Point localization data

- Opening Delimiter -

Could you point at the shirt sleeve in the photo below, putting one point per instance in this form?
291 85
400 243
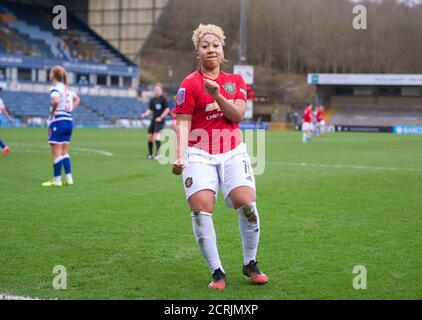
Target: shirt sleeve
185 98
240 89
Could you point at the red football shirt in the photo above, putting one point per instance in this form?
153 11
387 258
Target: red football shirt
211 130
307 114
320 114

- Closing Delimiter -
- Opening Delimiter -

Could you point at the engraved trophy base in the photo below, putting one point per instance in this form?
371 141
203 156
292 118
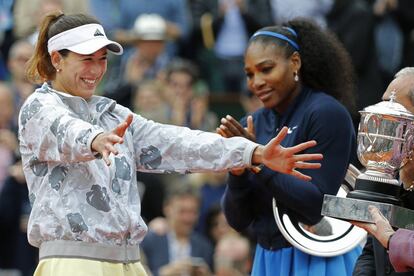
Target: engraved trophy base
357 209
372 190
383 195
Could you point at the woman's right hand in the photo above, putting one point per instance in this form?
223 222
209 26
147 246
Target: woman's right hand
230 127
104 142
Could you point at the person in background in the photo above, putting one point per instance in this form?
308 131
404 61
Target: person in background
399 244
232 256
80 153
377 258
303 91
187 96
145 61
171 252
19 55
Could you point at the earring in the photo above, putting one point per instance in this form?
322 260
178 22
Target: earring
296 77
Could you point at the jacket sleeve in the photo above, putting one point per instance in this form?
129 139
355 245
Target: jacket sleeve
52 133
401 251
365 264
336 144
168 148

- Closing Delimiter -

Exercise details -
When a line in the records above holds "photo", that line is to be reported.

Completed exercise -
Could you point at the shirt sleeve in the photo below, putting one point per instance in this form?
Could you point at the red football shirt in the photo above, putting one point per instance in this form?
Could you point at the engraved trophy base in the photo below, putting one point per instance in this form?
Could you point at the woman's right hand in the photo above, putting one point per instance in this form?
Could you point at the person in background in the photo above, putting one point per instance in this form?
Could you point at the earring in the photo above, putting one point per instance in this form?
Could you point at the jacket sleeve in the photo above, putting one point per instance in this form?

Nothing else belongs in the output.